----- EXCERPTED TEXT -----

I loved my daily learning notes habit, but for a while I stopped publishing them here. A recent conversation with a soon-to-be-blogging friend reminded me that my own blog has a somewhat inconvenient setup, which is probably a major deterrent to my blogging habit. Just like how I’m more likely to exercise if I prepare my gym bag the night before, I think I’ll be more likely to resume my daily learning notes if my blog’s category system is already set up to make them easy to organize!
So the other day, I started learning more about Jekyll collections and categories to see what my options are. (Jekyll is the static site generator built into GitHub, so that’s why I use it – free web hosting through GitHub Pages!)
General Resources for Jekyll Collections:
- Jekyll Collections (Official Docs)
- Explain Like I’m Five: Jekyll Collections
- Introduction to Jekyll Collections
I’m still debating whether I should be using posts or a custom collection for these daily learning notes, so I made a couple of quick pro/con lists.
Issues with Posts:
- I don’t think I want them all to show up in my site’s RSS feed! (Is there another way to exclude posts from the RSS feed in Jekyll?)
- Jekyll doesn’t seem to support multiple categories on each blog post; if I assign multiple categories to a post, Jekyll treats them as a hierarchy and the generated permalink would look like
category1/category2/post-name/
, which is not what I want! (I’m not using categories in the permalinks right now, but if I wanted to in the future, that would be very annoying!)
Issues with Collections:
- Collections aren’t ordered by date, so I’d have to find a workaround.
- I’d have to create/maintin more files, and maybe it’s more overhead than necesary for what’s essentially just another category of my blog.
Now I find myself wondering: is there another way to exclude posts from the RSS feed in Jekyll? I’ll do a little research…
Yes, there certainly is! These Jekyll RSS Feed Templates on GitHub provide some good examples. My blog already has an atom.xml
file, which I could easily modify to exclude certain categories. Good to know! There’s also the jekyll-feed plugin, which probably isn’t too hard to customize either.

----- LISTED ENTRIES -----

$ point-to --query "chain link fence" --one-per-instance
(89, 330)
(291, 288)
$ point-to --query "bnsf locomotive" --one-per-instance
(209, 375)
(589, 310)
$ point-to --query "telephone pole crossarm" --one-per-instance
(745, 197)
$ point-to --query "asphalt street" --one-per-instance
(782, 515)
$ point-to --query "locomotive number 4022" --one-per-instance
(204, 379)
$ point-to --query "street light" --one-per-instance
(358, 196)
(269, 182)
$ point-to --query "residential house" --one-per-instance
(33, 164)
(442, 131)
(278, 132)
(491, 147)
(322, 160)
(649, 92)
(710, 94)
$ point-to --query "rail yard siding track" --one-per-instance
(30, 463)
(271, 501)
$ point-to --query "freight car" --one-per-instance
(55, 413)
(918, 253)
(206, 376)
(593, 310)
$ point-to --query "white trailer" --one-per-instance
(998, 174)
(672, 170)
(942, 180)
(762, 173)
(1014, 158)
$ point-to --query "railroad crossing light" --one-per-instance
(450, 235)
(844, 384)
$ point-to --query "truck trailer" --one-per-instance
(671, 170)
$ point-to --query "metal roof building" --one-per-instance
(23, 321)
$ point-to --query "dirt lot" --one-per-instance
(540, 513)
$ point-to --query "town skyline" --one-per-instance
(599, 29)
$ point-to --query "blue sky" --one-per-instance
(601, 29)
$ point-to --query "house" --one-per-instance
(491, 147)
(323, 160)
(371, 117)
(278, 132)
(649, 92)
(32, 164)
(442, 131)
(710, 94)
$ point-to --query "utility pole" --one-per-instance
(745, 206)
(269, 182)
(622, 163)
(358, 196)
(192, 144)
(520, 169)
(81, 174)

-----

* _OBJECTIVES_
1. In the blog post about Jekyll, which file does the writer's blog already have that could be modified to exclude certain categories from the feed?
2. Report how many lines of the records contain the string "house", treating case as significant. Give only the number.
The records are unrelated to the blog post.

* _ANSWERS TO THE TASKS_
1. atom.xml

2. 2